## Required action
In full and word for word, copy the records that follow.

## Records provided
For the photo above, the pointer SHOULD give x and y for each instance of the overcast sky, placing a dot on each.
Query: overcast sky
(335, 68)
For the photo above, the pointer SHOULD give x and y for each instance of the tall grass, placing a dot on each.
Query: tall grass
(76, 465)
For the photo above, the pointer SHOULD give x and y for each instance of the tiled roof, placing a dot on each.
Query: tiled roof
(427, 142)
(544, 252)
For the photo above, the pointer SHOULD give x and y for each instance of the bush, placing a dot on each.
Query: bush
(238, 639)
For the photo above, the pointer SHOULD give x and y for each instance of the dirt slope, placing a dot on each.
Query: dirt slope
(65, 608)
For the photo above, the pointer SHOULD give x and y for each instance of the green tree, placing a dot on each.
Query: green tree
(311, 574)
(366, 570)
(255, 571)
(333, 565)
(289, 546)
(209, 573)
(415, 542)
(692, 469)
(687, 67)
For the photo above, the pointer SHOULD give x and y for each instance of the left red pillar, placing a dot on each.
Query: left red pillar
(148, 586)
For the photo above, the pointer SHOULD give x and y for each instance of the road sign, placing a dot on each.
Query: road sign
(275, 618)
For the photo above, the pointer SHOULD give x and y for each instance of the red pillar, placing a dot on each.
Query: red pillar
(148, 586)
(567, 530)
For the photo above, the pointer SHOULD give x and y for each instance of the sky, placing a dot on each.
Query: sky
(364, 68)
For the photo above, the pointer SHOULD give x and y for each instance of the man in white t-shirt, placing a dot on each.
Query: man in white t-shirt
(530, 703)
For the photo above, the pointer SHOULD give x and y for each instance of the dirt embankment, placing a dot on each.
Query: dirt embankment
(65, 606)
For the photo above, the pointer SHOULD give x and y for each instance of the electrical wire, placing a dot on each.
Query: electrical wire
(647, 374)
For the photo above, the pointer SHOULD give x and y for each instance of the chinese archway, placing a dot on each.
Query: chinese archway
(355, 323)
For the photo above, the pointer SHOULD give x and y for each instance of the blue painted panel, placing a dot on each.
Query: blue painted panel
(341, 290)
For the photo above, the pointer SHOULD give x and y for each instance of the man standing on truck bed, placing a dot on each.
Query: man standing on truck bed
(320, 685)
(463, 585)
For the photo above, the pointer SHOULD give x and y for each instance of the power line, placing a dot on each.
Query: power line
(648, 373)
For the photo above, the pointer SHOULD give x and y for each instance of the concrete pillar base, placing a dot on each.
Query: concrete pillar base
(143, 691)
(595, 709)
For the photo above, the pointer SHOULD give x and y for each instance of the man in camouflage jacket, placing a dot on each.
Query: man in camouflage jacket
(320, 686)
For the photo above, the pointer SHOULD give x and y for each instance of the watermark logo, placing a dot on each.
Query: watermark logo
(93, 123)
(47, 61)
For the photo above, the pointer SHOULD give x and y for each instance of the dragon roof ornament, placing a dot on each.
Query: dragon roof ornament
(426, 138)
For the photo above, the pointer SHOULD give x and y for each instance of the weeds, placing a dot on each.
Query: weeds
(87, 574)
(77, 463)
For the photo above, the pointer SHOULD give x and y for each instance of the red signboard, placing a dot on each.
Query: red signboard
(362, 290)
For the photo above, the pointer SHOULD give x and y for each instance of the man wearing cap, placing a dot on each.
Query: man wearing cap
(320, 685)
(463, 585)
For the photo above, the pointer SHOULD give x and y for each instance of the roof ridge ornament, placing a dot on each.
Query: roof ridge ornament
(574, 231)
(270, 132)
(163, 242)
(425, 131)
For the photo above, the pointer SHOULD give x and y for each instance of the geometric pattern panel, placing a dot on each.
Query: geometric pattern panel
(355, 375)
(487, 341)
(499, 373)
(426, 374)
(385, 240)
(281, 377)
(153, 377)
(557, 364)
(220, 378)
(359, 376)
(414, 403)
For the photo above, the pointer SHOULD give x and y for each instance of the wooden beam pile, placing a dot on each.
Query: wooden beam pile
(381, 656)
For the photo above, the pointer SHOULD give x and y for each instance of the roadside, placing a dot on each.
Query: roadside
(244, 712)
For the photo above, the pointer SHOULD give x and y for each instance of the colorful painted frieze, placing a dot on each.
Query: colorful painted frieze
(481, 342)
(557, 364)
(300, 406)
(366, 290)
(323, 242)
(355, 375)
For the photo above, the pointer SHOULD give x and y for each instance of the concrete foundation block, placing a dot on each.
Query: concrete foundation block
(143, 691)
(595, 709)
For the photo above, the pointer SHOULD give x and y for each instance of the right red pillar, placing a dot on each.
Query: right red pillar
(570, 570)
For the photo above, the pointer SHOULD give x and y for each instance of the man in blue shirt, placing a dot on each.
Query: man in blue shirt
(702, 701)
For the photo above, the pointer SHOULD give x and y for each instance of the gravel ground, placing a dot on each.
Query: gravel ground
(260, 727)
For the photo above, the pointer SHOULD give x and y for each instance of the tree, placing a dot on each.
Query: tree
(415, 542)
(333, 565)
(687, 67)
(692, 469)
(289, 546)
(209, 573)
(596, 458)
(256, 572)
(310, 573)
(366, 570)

## Reply to the task
For the photo above, the pointer SHOULD give x and y for each instance of the overcast sky, placing a dot on each.
Query: overcast sky
(335, 68)
For the photo above, the pointer SHOULD give x and y for each instance of the tall grass, placing a dot on each.
Query: tall grass
(76, 465)
For the photo above, the pointer SHOULD give x and y for each instance of the tiled roof, placing a dot on each.
Query: tiled roof
(427, 142)
(544, 252)
For the photo above, the pointer SHOULD give x and y for each instance of the bush, placing a dot on each.
Query: bush
(238, 639)
For the photo above, the pointer SHOULD give x and y for each instance of the dirt slope, placing a dot on each.
Query: dirt slope
(65, 608)
For the photo above, the pointer SHOULD give x and y for each instance of the green tree, placing a dot on each.
Query: green tree
(311, 574)
(366, 570)
(255, 571)
(333, 565)
(289, 546)
(209, 573)
(415, 542)
(692, 469)
(687, 67)
For the photo above, the pointer SHOULD give x and y for each instance of the left red pillar, placing a dot on each.
Query: left red pillar
(148, 586)
For the photo above, the pointer SHOULD give x and y for each instance of the road sign, placing a dot on each.
Query: road sign
(275, 618)
For the photo above, the pointer SHOULD give x and y for each instance of the red pillar, placing a dot on each.
Query: red pillar
(148, 586)
(567, 530)
For the photo above, the pointer SHOULD give x and y for each instance of the sky, placing a dot on each.
Query: sky
(364, 68)
For the photo above, the pointer SHOULD give x and y for each instance of the man in white t-shirt, placing a dot on each.
Query: man in white t-shirt
(530, 703)
For the photo above, the pointer SHOULD give x and y for each instance of the dirt embankment, placing a dot on each.
Query: dirt embankment
(65, 606)
For the photo above, the pointer SHOULD give x and y for each instance of the electrical wire, placing a dot on each.
Query: electrical wire
(647, 374)
For the photo above, the pointer SHOULD give x and y for each instance of the chinese archway, placing a dot on each.
Query: chinese archway
(355, 323)
For the photo above, the pointer SHOULD give x and y for each instance of the blue painted panel, placing a dot on each.
Query: blue painted panel
(341, 290)
For the photo above, the pointer SHOULD give x and y for each instance of the man standing on truck bed, placing a dot on each.
Query: man standing on truck bed
(320, 685)
(463, 585)
For the photo above, the pointer SHOULD give x and y for each instance of the power line, placing a dot on each.
Query: power line
(648, 373)
For the photo above, the pointer SHOULD give x and y for each instance of the concrete pillar base, placing a dot on each.
Query: concrete pillar base
(143, 691)
(595, 709)
For the photo above, the pointer SHOULD give x and y for each instance of the man in camouflage jacket, placing a dot on each.
Query: man in camouflage jacket
(320, 686)
For the photo above, the pointer SHOULD give x and y for each instance of the watermark logo, placing a dot on each.
Query: watermark logo
(93, 123)
(47, 61)
For the photo above, the pointer SHOULD give x and y for each instance of the dragon roof ornament, placing a dot on each.
Query: dragon roof ornament
(426, 138)
For the photo above, the pointer SHOULD give x and y for each instance of the weeds, placing a dot on each.
Query: weeds
(87, 574)
(77, 463)
For the photo above, the pointer SHOULD give x and y for each instance of the red signboard, placing a dot on each.
Query: red signboard
(362, 290)
For the photo above, the pointer SHOULD give x and y for each instance of the man wearing cap, placing a dot on each.
Query: man wearing cap
(320, 685)
(463, 585)
For the photo above, the pointer SHOULD give x and y for each instance of the roof ridge ornament, placing a dot on each.
Query: roof ridge ornament
(574, 231)
(270, 132)
(163, 242)
(425, 131)
For the photo above, the pointer SHOULD give x and y for each instance of the geometric pattern panel, placing a dot on each.
Query: geometric pattern panel
(355, 375)
(487, 341)
(499, 373)
(426, 374)
(385, 240)
(281, 377)
(153, 377)
(557, 364)
(220, 378)
(359, 376)
(414, 403)
For the photo above, the pointer SHOULD give x and y for each instance of the wooden beam pile, placing a dot on each.
Query: wooden beam pile
(381, 656)
For the photo above, the pointer SHOULD give x and y for each instance of the roadside, placing a dot on each.
Query: roadside
(244, 712)
For the photo above, the pointer SHOULD give x and y for each instance of the colorful painted frieze, placing a dot on each.
Query: colorful painted frieze
(481, 342)
(557, 364)
(300, 406)
(366, 290)
(323, 242)
(355, 375)
For the photo above, the pointer SHOULD give x and y for each instance of the concrete foundation block, placing a dot on each.
Query: concrete foundation block
(143, 691)
(595, 709)
For the photo above, the pointer SHOULD give x and y for each instance of the right red pillar, placing a dot on each.
Query: right red pillar
(570, 570)
For the photo above, the pointer SHOULD give x and y for each instance of the man in blue shirt, placing a dot on each.
Query: man in blue shirt
(702, 701)
For the photo above, the pointer SHOULD give x and y for each instance of the gravel ground, placing a dot on each.
Query: gravel ground
(260, 727)
For the photo above, the pointer SHOULD give x and y for each instance of the tree, placing a dot on each.
Query: tree
(415, 542)
(333, 565)
(687, 67)
(692, 469)
(289, 546)
(209, 573)
(596, 458)
(256, 572)
(310, 573)
(366, 570)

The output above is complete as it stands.